(Entries for pointing to named objects)
┄┄┄┄┄┄┄┄┄┄

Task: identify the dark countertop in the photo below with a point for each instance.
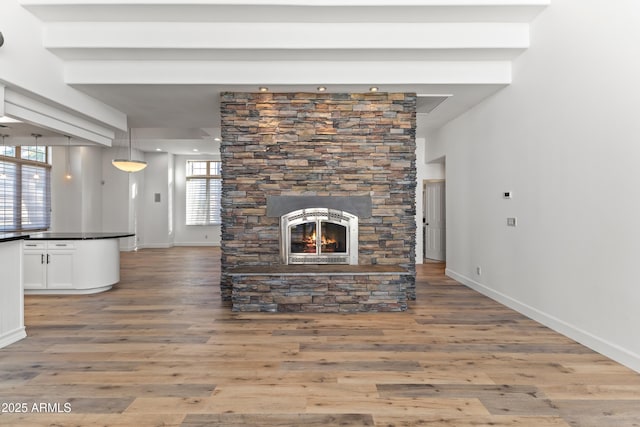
(10, 237)
(78, 236)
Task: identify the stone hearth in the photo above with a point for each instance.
(310, 147)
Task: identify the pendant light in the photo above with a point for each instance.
(36, 136)
(129, 165)
(67, 173)
(3, 174)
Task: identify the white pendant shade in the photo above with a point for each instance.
(129, 165)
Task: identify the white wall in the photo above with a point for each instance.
(76, 203)
(66, 195)
(190, 235)
(562, 137)
(117, 211)
(157, 230)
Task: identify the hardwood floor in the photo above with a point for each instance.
(161, 349)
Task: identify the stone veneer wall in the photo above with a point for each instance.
(308, 144)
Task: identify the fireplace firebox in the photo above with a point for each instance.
(319, 236)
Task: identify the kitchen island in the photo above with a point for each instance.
(71, 263)
(11, 292)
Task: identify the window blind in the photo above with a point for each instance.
(204, 192)
(25, 194)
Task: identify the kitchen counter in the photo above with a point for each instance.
(10, 237)
(71, 263)
(48, 235)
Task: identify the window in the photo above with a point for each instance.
(25, 189)
(204, 189)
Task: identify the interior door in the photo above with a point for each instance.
(434, 226)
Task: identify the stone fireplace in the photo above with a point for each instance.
(318, 201)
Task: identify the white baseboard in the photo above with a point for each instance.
(155, 246)
(197, 244)
(600, 345)
(12, 336)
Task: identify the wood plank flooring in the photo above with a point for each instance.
(161, 349)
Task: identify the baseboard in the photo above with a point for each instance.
(155, 246)
(11, 337)
(196, 244)
(600, 345)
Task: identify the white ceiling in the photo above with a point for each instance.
(164, 63)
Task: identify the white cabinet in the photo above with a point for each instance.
(11, 300)
(82, 266)
(48, 265)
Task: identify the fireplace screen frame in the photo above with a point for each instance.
(318, 216)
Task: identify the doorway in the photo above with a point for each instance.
(434, 220)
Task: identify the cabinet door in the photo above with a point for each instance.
(34, 270)
(60, 269)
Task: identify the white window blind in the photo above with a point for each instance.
(204, 190)
(25, 189)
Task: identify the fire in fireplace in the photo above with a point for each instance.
(319, 236)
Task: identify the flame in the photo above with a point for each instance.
(311, 241)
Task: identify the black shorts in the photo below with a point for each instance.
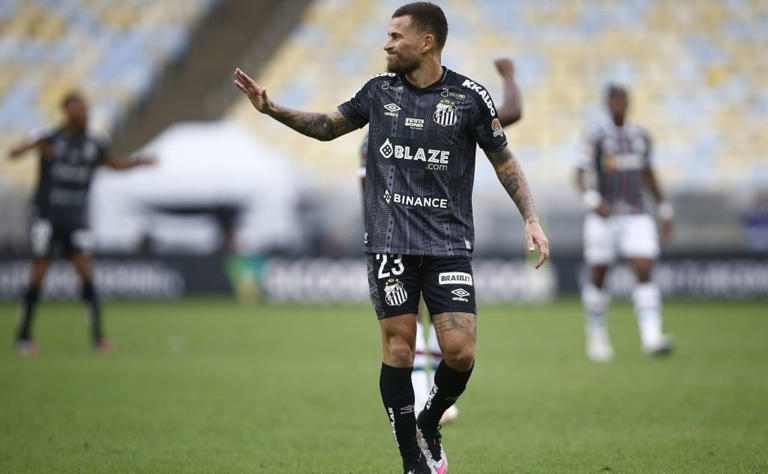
(49, 238)
(397, 281)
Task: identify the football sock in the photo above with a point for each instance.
(94, 311)
(449, 384)
(647, 300)
(419, 377)
(595, 301)
(397, 395)
(27, 312)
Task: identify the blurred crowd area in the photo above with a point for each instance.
(696, 70)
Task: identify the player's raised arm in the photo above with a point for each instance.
(511, 176)
(321, 126)
(511, 109)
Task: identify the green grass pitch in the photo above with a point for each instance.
(208, 386)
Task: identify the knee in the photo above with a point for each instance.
(460, 357)
(398, 352)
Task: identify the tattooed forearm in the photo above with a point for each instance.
(462, 322)
(323, 127)
(512, 178)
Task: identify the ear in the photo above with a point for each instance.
(428, 43)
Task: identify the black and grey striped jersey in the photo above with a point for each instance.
(619, 158)
(67, 163)
(421, 161)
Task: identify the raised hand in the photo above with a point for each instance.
(534, 237)
(257, 95)
(505, 66)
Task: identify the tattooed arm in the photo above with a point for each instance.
(512, 178)
(323, 127)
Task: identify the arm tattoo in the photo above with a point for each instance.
(462, 322)
(512, 178)
(323, 127)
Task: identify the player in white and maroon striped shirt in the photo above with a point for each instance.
(619, 155)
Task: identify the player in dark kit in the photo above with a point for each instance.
(427, 349)
(425, 122)
(68, 157)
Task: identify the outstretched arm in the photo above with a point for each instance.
(512, 178)
(511, 109)
(323, 127)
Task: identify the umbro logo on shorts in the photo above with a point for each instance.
(455, 278)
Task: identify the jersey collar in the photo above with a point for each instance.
(434, 85)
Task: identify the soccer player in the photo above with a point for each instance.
(427, 350)
(68, 157)
(619, 154)
(425, 122)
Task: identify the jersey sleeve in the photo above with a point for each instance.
(648, 154)
(486, 127)
(102, 151)
(357, 109)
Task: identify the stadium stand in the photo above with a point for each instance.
(111, 50)
(696, 71)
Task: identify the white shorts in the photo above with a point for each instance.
(626, 235)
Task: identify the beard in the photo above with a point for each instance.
(399, 65)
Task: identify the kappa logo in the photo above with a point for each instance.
(455, 278)
(394, 292)
(392, 109)
(414, 123)
(445, 113)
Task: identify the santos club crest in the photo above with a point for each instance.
(445, 113)
(394, 292)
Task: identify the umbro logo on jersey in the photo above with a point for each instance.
(392, 109)
(445, 113)
(460, 294)
(414, 123)
(394, 293)
(455, 278)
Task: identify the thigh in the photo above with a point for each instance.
(41, 238)
(638, 237)
(448, 285)
(599, 240)
(393, 283)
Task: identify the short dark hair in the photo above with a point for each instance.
(427, 17)
(72, 96)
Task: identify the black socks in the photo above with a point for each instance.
(94, 311)
(28, 303)
(449, 384)
(397, 395)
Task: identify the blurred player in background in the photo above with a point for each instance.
(619, 155)
(68, 157)
(428, 355)
(425, 122)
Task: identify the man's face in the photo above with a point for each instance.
(404, 46)
(618, 103)
(76, 112)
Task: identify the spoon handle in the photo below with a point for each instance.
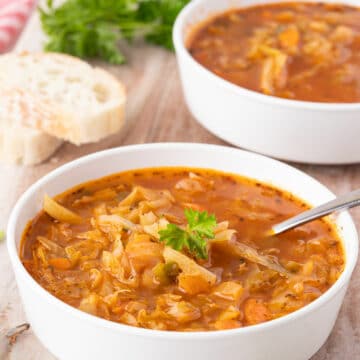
(342, 202)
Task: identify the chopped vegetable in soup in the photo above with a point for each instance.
(301, 51)
(179, 249)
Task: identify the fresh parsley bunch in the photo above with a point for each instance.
(194, 237)
(92, 28)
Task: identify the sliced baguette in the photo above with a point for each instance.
(19, 143)
(85, 104)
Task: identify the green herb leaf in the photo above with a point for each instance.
(194, 238)
(93, 28)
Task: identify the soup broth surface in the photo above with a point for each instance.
(112, 263)
(300, 51)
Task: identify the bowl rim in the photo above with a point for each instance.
(180, 48)
(21, 272)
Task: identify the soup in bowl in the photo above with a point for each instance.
(274, 77)
(151, 247)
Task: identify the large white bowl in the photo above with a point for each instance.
(292, 130)
(71, 334)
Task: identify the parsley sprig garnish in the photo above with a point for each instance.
(199, 229)
(92, 28)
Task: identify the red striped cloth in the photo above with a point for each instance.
(13, 17)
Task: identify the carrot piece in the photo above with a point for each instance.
(289, 37)
(256, 312)
(60, 263)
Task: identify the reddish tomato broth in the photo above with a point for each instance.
(111, 271)
(300, 51)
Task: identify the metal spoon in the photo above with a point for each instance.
(347, 201)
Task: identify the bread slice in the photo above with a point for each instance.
(83, 104)
(19, 143)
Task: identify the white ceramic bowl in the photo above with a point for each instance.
(71, 334)
(292, 130)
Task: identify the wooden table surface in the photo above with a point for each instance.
(156, 113)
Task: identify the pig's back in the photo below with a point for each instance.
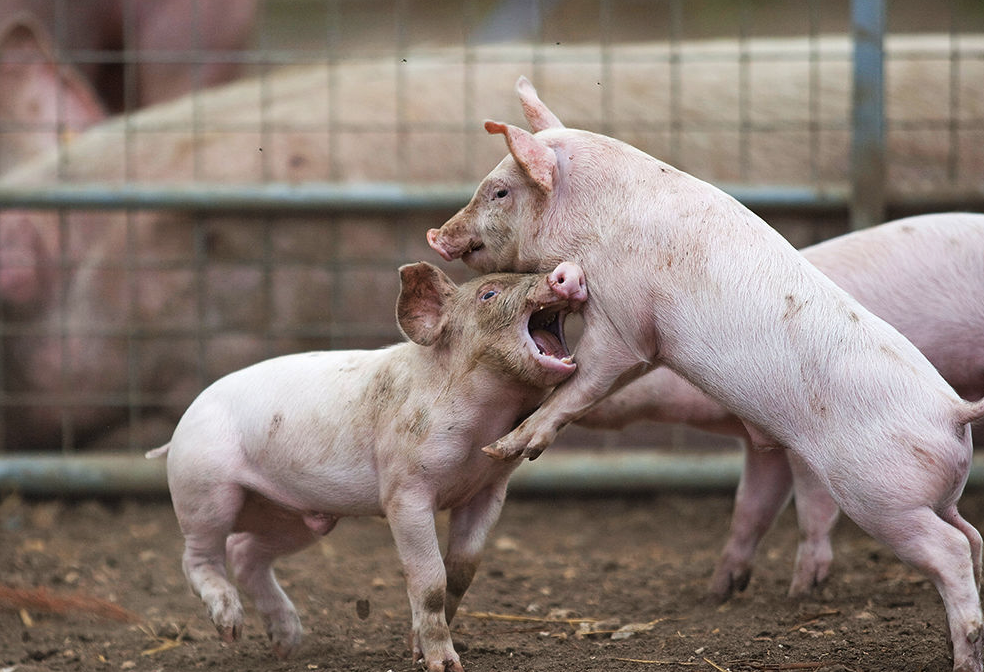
(291, 428)
(925, 276)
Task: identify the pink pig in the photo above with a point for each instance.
(268, 458)
(903, 271)
(682, 275)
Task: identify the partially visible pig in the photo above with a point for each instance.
(42, 89)
(113, 321)
(906, 272)
(180, 43)
(267, 459)
(682, 275)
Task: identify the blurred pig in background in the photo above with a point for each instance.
(62, 63)
(113, 321)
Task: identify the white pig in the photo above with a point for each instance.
(903, 271)
(268, 458)
(683, 275)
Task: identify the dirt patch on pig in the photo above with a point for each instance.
(567, 584)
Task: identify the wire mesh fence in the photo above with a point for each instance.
(189, 186)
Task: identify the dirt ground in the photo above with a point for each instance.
(551, 561)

┄┄┄┄┄┄┄┄┄┄

[AIM OF THE EXERCISE]:
Copy the items above without changes, from the line containing "Task: identify the dirt patch" through the end of the items.

[RESULT FOR THIS EXERCISE]:
Task: identify the dirt patch on pig in the photo above with a point for each instance.
(567, 584)
Task: identify the wire mesh fence in the photo above with a point for each instance.
(189, 186)
Task: identify the dirt ground in the photo above with a point for each instance.
(551, 561)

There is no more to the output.